**Provided data**:
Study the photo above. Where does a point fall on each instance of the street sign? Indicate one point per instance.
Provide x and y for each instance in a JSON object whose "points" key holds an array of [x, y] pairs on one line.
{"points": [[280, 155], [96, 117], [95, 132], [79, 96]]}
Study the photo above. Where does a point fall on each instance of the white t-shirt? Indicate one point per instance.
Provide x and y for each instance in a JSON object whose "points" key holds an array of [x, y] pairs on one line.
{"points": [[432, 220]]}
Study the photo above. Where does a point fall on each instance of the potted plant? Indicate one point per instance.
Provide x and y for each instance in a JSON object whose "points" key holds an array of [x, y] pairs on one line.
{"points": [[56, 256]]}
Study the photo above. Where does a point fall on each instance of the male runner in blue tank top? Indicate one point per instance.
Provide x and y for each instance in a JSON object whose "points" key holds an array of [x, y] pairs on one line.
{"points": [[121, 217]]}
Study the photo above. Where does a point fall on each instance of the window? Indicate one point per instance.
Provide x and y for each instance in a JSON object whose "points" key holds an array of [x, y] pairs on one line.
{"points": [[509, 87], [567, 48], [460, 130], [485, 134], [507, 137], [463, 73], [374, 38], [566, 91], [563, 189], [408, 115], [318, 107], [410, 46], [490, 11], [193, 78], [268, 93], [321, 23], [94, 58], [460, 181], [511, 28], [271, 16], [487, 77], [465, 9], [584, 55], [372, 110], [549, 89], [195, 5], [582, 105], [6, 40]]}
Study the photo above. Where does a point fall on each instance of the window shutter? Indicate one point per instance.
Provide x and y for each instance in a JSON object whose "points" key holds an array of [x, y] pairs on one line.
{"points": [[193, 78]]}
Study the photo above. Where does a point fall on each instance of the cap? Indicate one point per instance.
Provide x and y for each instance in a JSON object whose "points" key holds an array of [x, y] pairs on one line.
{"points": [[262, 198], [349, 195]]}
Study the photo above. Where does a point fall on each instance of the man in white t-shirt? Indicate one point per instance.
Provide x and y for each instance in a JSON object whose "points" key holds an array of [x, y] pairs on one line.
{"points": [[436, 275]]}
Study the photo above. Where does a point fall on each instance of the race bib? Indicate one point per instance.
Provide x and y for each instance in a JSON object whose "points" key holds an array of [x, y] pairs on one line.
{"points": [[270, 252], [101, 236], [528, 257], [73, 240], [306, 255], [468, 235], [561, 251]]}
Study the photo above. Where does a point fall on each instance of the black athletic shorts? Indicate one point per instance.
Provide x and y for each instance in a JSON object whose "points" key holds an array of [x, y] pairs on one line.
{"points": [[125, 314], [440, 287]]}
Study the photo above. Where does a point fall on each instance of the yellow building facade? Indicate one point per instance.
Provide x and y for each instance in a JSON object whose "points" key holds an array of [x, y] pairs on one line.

**Request**:
Rewrite all of the material above with "instance" replaced by "occurrence" wherever it appears, leaving everything else unchanged.

**Correct result**:
Study the photo above. Where does a point fall on each occurrence of the street sign? Indicate one point per occurrence.
Provide x and y for each occurrence in a JSON object whose "points" key holds an array of [x, y] pairs on one line.
{"points": [[280, 155], [96, 117], [95, 132], [79, 96]]}
Study the photo above. Where does a point fall on each occurrence of the white t-shirt? Indicate one point per occurrence.
Provide x and y for each occurrence in a JSON object whose "points" key holds an array of [x, y] pairs on one line.
{"points": [[432, 220]]}
Study the photo above. Where does a point fall on each occurrence of the potted plant? Indicate one point per occurrence.
Provide x and y for each occurrence in a JSON object whose "points" key holds an array of [x, y] pairs on one line.
{"points": [[56, 256]]}
Study the photo above. Where does a point fall on each occurrence of the male runner in blue tank top? Indicate one point per occurrence.
Provide x and y for each occurrence in a JSON object whose "points" key holds an array of [x, y] pairs on one line.
{"points": [[121, 217]]}
Study the photo above. Where does a point fall on each occurrence of the window? Indicate one point per occurrence.
Provide x and y for each occurrence in a JSON object whose "points" key holds an array of [x, y] pairs on one line.
{"points": [[509, 87], [567, 48], [460, 130], [485, 134], [507, 137], [463, 73], [374, 38], [566, 91], [563, 189], [408, 115], [318, 107], [410, 46], [490, 11], [193, 78], [268, 93], [321, 23], [94, 58], [460, 181], [511, 28], [271, 16], [487, 77], [465, 9], [584, 55], [372, 110], [549, 89], [195, 5], [582, 105], [6, 40]]}
Study the photo above. Where does a point fall on each occurrence of the window shutter? Indicate one point per occurrence.
Provide x and y for each occurrence in a JSON object whose "points" key holds an array of [x, y] pairs on one line.
{"points": [[193, 78]]}
Study the photo above. Where does a point fall on each occurrence of the cap? Indicate one point per occurrence.
Provide x and y for each occurrence in a JSON object whose "points" key holds an array of [x, y] pairs on one line.
{"points": [[262, 198], [349, 195]]}
Study the photo above. Where does a point fall on each occurrence of the man in white t-shirt? Indicate one point per occurrence.
Provide x and y for each occurrence in a JSON object whose "points" key holds an array of [x, y] pairs on one line.
{"points": [[436, 275]]}
Study the photo above. Where does a point fall on each occurrence of the race bib? Indicate one point per occurrence.
Provide x and y for each occurrence in a JSON object whose "points" key holds an array of [x, y] pairs on one line.
{"points": [[270, 252], [101, 236], [528, 257], [73, 240], [306, 255], [468, 235], [561, 251]]}
Study the photo above. Where does a point fall on each occurrence of the black athletic shorts? Indicate one point per occurrence.
Provide x and y for each occurrence in a JSON object whose "points" key holds an array of [x, y] pairs on one line.
{"points": [[125, 314], [440, 287]]}
Study the photo above. Where does a point fall on each occurrence of the yellow building facade? Indicate one point per occurrence.
Provide x and y for each occurrence in a JSON object whose "points" key holds an array of [x, y] pairs on one line.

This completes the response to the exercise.